◆ **ОТРЫВОК ИЗ ИСТОЧНИКА**:
****

В стандартном варианте системы «Адам-Ева» есть и другой серьезный неучтенный недостаток: гигантские размеры химических реакторов с теплообменниками, если используют перегретый гелий. Если использовать стандартные технологии, то литр такого реактора может дать всего 1–3 киловатта полезной выходной мощности, преобразованной в энергию химического топлива. Это соответствует удельной мощности простого чайника. То есть для обеспечения большого города, потребляющего гигаватты электроэнергии, придется строить преобразователи размером в небоскребы.
В случае прямого преобразования процесс идет в 100 раз интенсивнее. И если отказаться от гелиевого цикла и производить каталитические химические превращения прямо внутри атомного котла, то, во-первых, можно градусов на триста снизить температуру котла, что чрезвычайно существенно с точки зрения материаловедения, и, во-вторых, можно плотность преобразования энергии поднять намного выше той, что сейчас достигается в обычных электростанциях. К сожалению, мы этой разработкой занимались в тот момент, когда случилась чернобыльская катастрофа, и это заставило остановить исследования.
— Нет ли у вас ощущения, что политика энергосбережения и развития альтернативной энергетики приведет к тому, что углеводороды в качестве топлива будут востребованы меньше? Или российское углеводородное счастье будет длиться?
— Десять лет назад я координировал написание книги, которая в 99-м году вышла на английском языке — «Химия для энергетики будущего». Мы представили в ней попытку анализа: что может быть дальше. Единственной альтернативой углеводородам может быть только водород. Потому что если кончатся ресурсы нефти, то производство синтетического углеводородного топлива будет обходиться дороже, чем водорода. Для синтеза бензина необходимо намного больше энергии, чем для получения водорода такой же калорийности.
— Но водород — это же только носитель энергии?
— Да, а исходным источником будет солнечная либо атомная энергия.
— А если говорить о не столь далеких перспективах?
— Через четыре-пять лет существенно упадут цены на нефть. В связи с тем, что США успешно реализуют план Обамы по полному отказу от импорта нефти из Венесуэлы и Ближнего Востока путем перехода на использование «плохой» битуминозной нефти Канады. Мы же продолжаем ориентировать стратегию экономики страны на стабильный экспорт сырой нефти.
— Не является ли это еще одним стимулом для углубления переработки?
— Хотелось бы верить. Но, к сожалению, неизбежность скорого изменения структуры топливного и экспортно-импортного балансов углеводородного сырья на тех уровнях, где принимаются решения, пока серьезно не анализировалась. Поэтому, как всегда, грядущие изменения нам будут как снег на голову.

****

◆ **ФРАГМЕНТ НАБОРА ДАННЫХ**:

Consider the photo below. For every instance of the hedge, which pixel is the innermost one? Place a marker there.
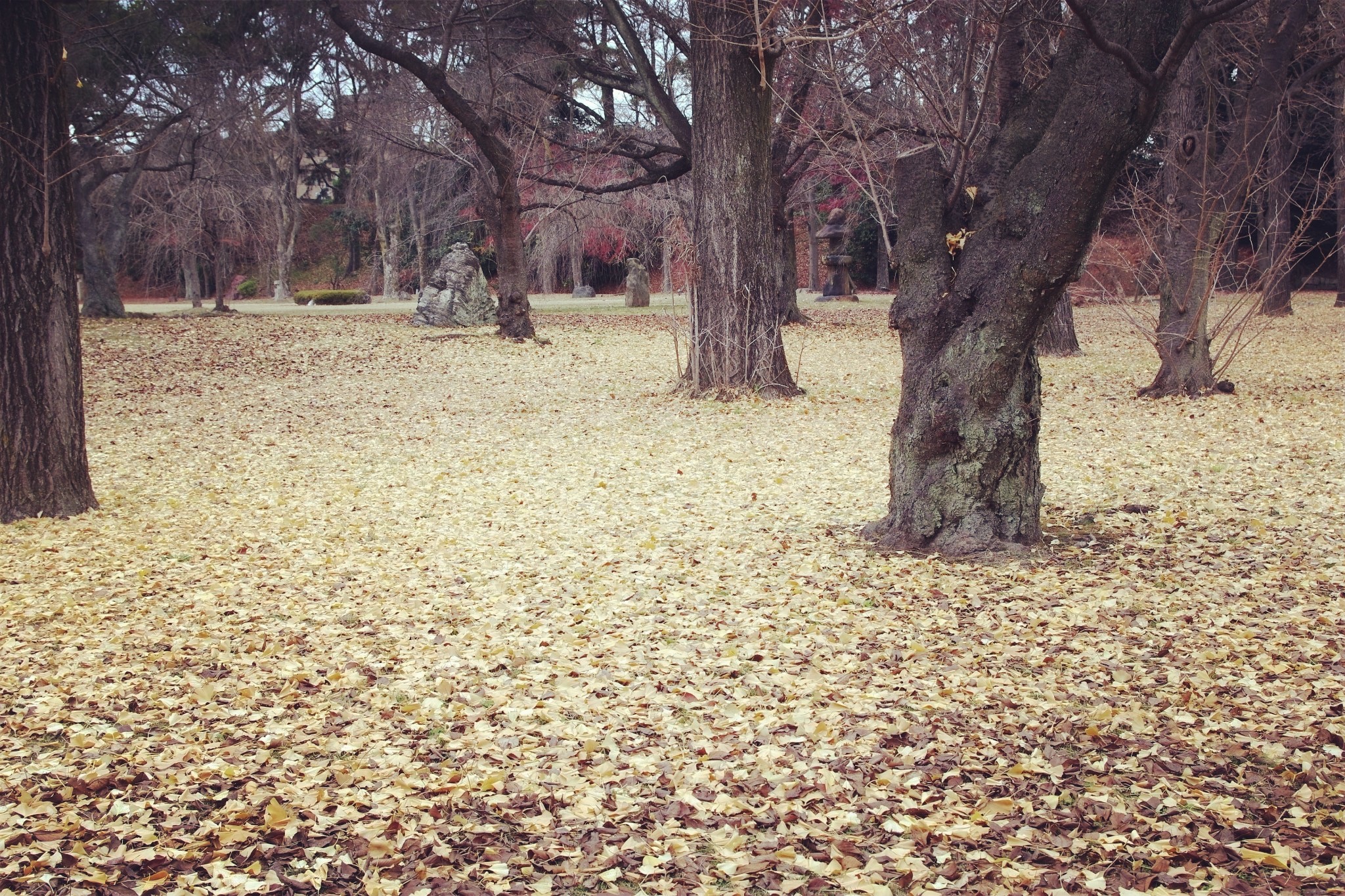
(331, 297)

****

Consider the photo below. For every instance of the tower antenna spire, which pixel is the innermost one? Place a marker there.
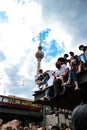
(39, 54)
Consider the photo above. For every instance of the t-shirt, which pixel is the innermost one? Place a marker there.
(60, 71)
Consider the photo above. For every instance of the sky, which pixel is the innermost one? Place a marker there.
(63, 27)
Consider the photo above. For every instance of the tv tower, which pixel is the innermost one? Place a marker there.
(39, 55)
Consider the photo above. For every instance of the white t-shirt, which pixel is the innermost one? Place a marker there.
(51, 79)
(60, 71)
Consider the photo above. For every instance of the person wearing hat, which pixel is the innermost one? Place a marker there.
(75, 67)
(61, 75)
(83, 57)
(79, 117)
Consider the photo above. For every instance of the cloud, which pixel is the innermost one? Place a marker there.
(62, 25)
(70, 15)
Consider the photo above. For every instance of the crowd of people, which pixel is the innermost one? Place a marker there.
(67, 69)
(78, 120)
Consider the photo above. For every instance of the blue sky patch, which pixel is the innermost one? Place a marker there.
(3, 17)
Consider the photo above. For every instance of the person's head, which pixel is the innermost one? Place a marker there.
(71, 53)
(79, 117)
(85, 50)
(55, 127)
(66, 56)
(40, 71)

****

◆ **ЧТО НУЖНО СДЕЛАТЬ**:
**1)** Процитируйте из отрывка об энергетике фрагмент, начиная со слов «В случае прямого» и далее вплоть до слов «заставило остановить исследования.».
**2)** Определите, согласуются ли с отрывком об энергетике следующие утверждения. Для каждого ответьте «да» или «нет» и приведите решающие слова отрывка дословно.
(a) При стандартных технологиях литр реактора дает 1–3 киловатта полезной выходной мощности.
(b) Исследования по прямому преобразованию были остановлены из-за чернобыльской катастрофы.
(c) Книга «Химия для энергетики будущего» вышла на русском языке.
**3)** Пожалуйста, напишите продолжение отрывка об энергетике, начиная сразу после его последней фразы.

◆ **РЕЗУЛЬТАТЫ ЗАДАНИЙ**:
**1)**
В случае прямого преобразования процесс идет в 100 раз интенсивнее. И если отказаться от гелиевого цикла и производить каталитические химические превращения прямо внутри атомного котла, то, во-первых, можно градусов на триста снизить температуру котла, что чрезвычайно существенно с точки зрения материаловедения, и, во-вторых, можно плотность преобразования энергии поднять намного выше той, что сейчас достигается в обычных электростанциях. К сожалению, мы этой разработкой занимались в тот момент, когда случилась чернобыльская катастрофа, и это заставило остановить исследования.

**2)**
(a) Да: «литр такого реактора может дать всего 1–3 киловатта полезной выходной мощности».
(b) Да: «случилась чернобыльская катастрофа, и это заставило остановить исследования».
(c) Нет: «в 99-м году вышла на английском языке».

**3)**
— Власти сейчас вроде бы озаботились глубиной переработки нефти — недавно прозвучало несколько заявлений. Насколько реально повысить ее с сегодняшних 72 процентов до звучавших 92–93?
— Абсолютно реально. Когда мы ругаем российскую нефтеперерабатывающую промышленность за малую глубину переработки, необходимо помнить об исторических причинах этого. Структура нефтеперерабатывающих производств закладывалась в советские годы, когда была высокая потребность в мазуте для отопления. В последние 20 лет произошла смена структуры топливного баланса. Но поскольку нефтеперерабатывающая промышленность очень инерционна в силу огромной капиталоемкости, структура производства все еще отстает.
— Насколько важно иметь в России полный цикл технологий нефтепереработки?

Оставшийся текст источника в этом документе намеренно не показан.